— start SOURCE —
The Silent Majority: Suburban Politics in the Sunbelt South
From The Mason Historiographiki
--Mlinhart 14:35, 6 Apr 2006 (EDT)
The initial Southern response to court ordered desegregation was massive resistance. Matthew Lassiter agrees with Harvie Wilkinson (Harry Byrd and the Changing Face of Virginia Politics 1945-1966) that this drastic policy that led to school closings changed the course of one-party Virginia politics and adversely affected the future of the Byrd machine. Lessons from Virginia’s experience with massive resistance were not lost on the rest of the New South. Urban areas were undergoing economic expansion and wanted to participate in the national business scene. A pragmatic concern about economic realities was an important consideration in the determination to avoid civil unrest. Business leaders and individuals were concerned about the loss of public education and the effect of racial unrest on the economic future if their region remained intransigent in opposition to integration. Lassiter stresses that urban middle class concerns about racial harmony and fairness were also important in the drive to avoid massive resistance. According to Lassiter, the ‘denouement of massive resistance’ is a ‘watershed moment in southern history, a political and ideological showdown that redefined and reinvigorated the middle ground, hastened the demise of the one-party system and accelerated the power shift to the booming metropolitan regions.’ (40)
— end SOURCE —
— start DATA RECORDS —
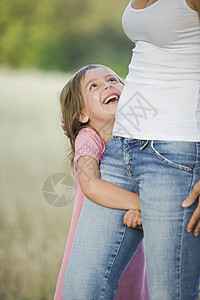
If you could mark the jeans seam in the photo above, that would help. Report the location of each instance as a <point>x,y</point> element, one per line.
<point>114,259</point>
<point>168,162</point>
<point>181,242</point>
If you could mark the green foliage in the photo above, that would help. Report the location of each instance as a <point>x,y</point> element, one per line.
<point>63,34</point>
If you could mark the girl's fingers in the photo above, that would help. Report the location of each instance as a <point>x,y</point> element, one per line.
<point>193,195</point>
<point>195,219</point>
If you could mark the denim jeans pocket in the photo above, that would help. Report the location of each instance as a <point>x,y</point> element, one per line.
<point>179,155</point>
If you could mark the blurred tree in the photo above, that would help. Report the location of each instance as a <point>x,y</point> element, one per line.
<point>63,34</point>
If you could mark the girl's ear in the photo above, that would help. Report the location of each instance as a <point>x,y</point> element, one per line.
<point>83,118</point>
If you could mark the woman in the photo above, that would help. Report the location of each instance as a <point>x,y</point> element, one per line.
<point>155,150</point>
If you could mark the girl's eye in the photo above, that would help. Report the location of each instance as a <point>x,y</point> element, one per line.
<point>93,86</point>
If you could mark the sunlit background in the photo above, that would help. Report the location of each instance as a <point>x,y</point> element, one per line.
<point>42,42</point>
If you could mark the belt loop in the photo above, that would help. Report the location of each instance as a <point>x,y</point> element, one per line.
<point>144,143</point>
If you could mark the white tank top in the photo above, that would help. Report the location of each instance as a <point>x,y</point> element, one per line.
<point>161,97</point>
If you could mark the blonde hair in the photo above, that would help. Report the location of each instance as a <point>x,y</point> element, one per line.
<point>72,104</point>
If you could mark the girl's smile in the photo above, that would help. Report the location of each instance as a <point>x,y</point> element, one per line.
<point>101,90</point>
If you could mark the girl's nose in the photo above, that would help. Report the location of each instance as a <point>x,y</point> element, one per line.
<point>106,86</point>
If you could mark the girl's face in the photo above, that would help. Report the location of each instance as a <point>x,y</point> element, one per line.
<point>101,90</point>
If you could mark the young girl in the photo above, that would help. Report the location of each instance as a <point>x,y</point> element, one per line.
<point>88,102</point>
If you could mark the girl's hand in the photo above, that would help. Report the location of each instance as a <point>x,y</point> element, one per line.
<point>195,219</point>
<point>63,125</point>
<point>132,218</point>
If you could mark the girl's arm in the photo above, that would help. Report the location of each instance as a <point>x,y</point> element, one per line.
<point>101,191</point>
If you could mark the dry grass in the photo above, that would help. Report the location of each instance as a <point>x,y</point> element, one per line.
<point>32,147</point>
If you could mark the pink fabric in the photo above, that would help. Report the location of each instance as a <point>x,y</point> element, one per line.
<point>134,283</point>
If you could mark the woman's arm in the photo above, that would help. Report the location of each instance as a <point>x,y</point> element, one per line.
<point>101,191</point>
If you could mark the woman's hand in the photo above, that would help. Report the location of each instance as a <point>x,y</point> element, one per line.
<point>195,219</point>
<point>132,218</point>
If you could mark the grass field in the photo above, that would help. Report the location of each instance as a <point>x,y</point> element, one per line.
<point>32,147</point>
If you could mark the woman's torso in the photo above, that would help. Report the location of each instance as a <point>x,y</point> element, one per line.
<point>161,98</point>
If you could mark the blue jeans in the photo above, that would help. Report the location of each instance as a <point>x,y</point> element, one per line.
<point>163,173</point>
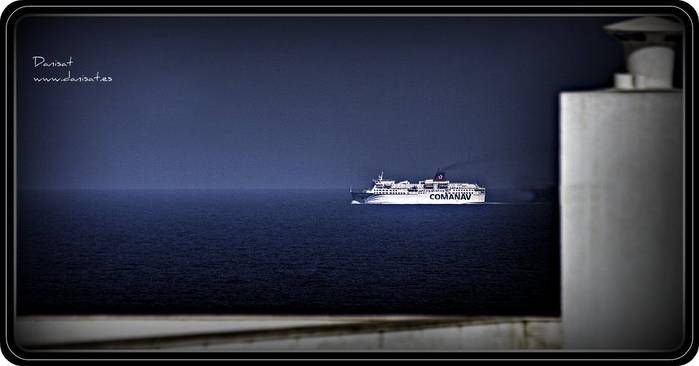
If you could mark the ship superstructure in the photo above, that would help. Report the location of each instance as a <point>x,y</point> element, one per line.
<point>437,190</point>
— end DATA RECORDS —
**YOUR TASKS:**
1 > According to the quotation at the close of the passage on Sunbelt suburban politics, what did the denouement of massive resistance do? List each outcome it names.
2 > Extend the passage on Sunbelt suburban politics by writing the paragraph that would come next after its final sentence.
None of the items is needed for this work.

**WRITTEN RESPONSES:**
1 >
- It redefined and reinvigorated the middle ground.
- It hastened the demise of the one-party system.
- It accelerated the power shift to the booming metropolitan regions.

2 >
Lassiter discusses the years of effort seeking peaceful integration in Atlanta, Georgia and Charlotte, North Carolina. Both cities were in the midst of periods of growth and expansion in the postwar years. Lassiter found whites and moderates in both cities attempted to accommodate the demand for integration. White women in Atlanta’s island suburbs (upscale white enclaves inside the city), formed a group called HOPE (Help Our Public Education) in 1958 and worked to achieve peaceful integration, thus saving the school system from massive resistance. Their effort culminated in token integration in 1961. In the 1970s, black and white liberals tried to fully implement integration ‘through the busing of city students and through a metropolitan consolidation plan’ (107) to incorporate a larger white population from the suburbs. The annexation efforts failed. By 1980, Atlanta public schools had a ’92 percent minority enrollment.’ (109)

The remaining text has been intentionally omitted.